_BRANO DI TESTO:_
Altra forma di p. praticata è quella devozionale, diretta per lo più a Santuari mariani (Loreto, Lourdes, Fatima, Czestochowa, Medjugorie) ma anche a chiese e luoghi legati a santi particolari, come Santiago, San Michel, San Benedetto, San Francesco, San Antonio di Padova, Santa Rita da Cascia e, in Sicilia, Santa Rosalia a Palermo e a Santo Stefano Quisquina, S. Lucia e la Madonna delle Grazie a Siracusa, Sant’Agata a Catania.
Ma sono i santuari mariani quelli che accolgono senza soluzione di continuità, a decorrere dal secolo XV, pellegrini provenienti da tutte le parti dell’orbe cristiano.
Diversi gli elementi all’origine del fenomeno: apparizione della Vergine, miracoli, rinvenimento e prodigi di sue immagini etc.

_DATI GREZZI:_
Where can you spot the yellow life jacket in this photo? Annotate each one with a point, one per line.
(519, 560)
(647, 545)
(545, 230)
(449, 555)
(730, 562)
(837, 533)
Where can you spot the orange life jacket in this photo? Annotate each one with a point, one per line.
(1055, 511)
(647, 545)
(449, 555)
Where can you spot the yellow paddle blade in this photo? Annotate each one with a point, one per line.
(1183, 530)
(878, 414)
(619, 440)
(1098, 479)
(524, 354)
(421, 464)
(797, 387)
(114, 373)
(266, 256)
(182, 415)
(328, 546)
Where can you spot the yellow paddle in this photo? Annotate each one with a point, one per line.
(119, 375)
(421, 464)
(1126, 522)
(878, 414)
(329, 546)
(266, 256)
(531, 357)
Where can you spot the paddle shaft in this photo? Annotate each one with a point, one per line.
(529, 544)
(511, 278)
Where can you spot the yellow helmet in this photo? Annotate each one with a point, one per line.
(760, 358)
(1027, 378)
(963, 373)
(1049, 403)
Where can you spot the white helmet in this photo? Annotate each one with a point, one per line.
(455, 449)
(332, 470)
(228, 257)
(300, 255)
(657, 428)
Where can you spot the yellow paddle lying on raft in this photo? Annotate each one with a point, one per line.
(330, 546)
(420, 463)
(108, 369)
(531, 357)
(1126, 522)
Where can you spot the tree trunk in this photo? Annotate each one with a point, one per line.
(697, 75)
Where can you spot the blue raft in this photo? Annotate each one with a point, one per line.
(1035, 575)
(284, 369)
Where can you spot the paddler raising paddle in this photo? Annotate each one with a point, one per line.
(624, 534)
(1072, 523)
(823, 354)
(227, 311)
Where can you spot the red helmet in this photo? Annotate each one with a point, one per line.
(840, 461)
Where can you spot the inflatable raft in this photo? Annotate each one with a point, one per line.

_ISTRUZIONI DA SEGUIRE:_ Continua il testo sui pellegrinaggi ai santuari mariani, ripartendo subito dopo la sua ultima frase.

_RISULTATO DEL COMPITO:_
Basta la notizia a favorire l’accorrere di gente sempre più numerosa, che vi edifica prima un’edicola, una nicchia, una cappelletta e poi una chiesa-santuario.
Su tale tipo di p. “si innestano anche forme penitenziali ed espiatorie che si esprimono in gesti e riti che vanno dall’autoflagellazione al compiere a ginocchioni gli ultimi tratti del percorso, o all’arrivare alla meta portando catene o croci pesanti…” .
Sono, questi ultimi, gesti che generano scetticismo nei miscredenti che, acciecati dal loro razionalismo e dal luccichio del progresso, li definiscono prodotti della superstizione ma che si spiegano come atti di fede ed in questa chiave (di fede e mortificazione di se stessi) vanno letti e spiegati.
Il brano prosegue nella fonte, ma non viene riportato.